Region pointing data
*** Begin section ***

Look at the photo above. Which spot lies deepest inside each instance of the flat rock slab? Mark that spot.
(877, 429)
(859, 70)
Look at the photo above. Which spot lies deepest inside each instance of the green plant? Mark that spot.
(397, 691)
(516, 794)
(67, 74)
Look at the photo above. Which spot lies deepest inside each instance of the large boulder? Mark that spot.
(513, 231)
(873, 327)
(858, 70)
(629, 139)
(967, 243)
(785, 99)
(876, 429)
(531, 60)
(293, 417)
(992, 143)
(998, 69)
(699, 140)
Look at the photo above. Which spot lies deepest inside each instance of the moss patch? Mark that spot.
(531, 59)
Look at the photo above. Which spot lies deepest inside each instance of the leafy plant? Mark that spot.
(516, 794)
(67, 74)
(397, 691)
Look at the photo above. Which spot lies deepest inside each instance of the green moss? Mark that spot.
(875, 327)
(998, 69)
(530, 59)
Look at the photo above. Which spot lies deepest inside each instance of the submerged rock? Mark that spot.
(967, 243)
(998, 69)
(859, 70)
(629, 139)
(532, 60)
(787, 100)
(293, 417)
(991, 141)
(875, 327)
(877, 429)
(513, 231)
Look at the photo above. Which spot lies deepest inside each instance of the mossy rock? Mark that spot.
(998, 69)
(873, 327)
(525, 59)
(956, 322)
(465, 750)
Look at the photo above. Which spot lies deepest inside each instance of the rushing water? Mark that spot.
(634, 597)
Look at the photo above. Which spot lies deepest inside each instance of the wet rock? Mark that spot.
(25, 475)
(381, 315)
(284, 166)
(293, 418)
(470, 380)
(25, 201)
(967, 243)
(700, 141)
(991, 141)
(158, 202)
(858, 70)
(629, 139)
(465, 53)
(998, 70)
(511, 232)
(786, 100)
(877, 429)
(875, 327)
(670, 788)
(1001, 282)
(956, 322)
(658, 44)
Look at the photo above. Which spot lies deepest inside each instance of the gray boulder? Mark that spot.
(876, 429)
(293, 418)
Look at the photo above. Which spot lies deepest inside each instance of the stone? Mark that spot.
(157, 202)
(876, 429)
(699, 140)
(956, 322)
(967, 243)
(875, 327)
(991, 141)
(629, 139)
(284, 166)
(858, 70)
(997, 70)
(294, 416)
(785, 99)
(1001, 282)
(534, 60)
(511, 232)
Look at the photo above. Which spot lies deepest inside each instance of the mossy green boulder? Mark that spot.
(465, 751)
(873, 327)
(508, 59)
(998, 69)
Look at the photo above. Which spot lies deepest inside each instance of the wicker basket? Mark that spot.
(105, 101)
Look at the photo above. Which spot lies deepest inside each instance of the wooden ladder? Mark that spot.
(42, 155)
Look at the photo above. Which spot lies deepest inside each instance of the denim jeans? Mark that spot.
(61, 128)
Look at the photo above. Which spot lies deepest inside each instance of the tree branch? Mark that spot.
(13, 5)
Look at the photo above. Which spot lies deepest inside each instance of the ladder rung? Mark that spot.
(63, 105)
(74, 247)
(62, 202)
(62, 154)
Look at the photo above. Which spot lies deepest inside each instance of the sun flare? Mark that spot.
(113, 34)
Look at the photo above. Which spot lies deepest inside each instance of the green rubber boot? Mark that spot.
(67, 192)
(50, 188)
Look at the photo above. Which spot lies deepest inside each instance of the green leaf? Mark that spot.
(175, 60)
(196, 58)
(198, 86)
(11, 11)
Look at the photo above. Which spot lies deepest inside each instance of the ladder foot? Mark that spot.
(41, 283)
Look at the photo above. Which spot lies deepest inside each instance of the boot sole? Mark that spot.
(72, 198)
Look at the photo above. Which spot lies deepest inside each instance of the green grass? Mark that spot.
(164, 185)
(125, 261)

*** End section ***

Task requirements
May I have exactly the lines from the one containing "basket? Mark that spot." through the last line of the data, both included?

Answer below
Look at the photo above. Which spot lies deepest inside each instance of the wicker basket? Mark that spot.
(105, 101)
Look at the photo above. Which spot lies deepest inside each instance of the wooden ladder? Mark that spot.
(42, 155)
Look at the photo above. Which spot lies deepest inside each instance of the denim jeans? Mark that spot.
(61, 128)
Look at the photo above. Which spot lies deepest inside each instance of the tree branch? Mark that spot.
(13, 5)
Look at the photo above. Which spot lies deepest inside each instance of the ladder rung? Mark that spot.
(63, 105)
(74, 247)
(62, 202)
(62, 154)
Look at the photo above. Which spot lies deepest inside each instance of the sun flare? Mark that spot.
(113, 34)
Look at the photo above. Which spot lies deepest inside each instance of the green rubber boot? Mark that spot.
(67, 192)
(50, 188)
Look at the photo above. Which spot lies deepest inside each instance of the green leaf? Mark that spot.
(175, 60)
(196, 58)
(198, 86)
(11, 11)
Look at the photo above. Which spot lies deepest inside each instance of the ladder foot? Mark that spot.
(41, 283)
Look at the photo above. Which spot lies deepest inside each instance of the boot sole? Mark that spot.
(72, 198)
Look at the photo above. Which spot lies deepest inside each instance of the green grass? Mark that spot.
(164, 185)
(125, 261)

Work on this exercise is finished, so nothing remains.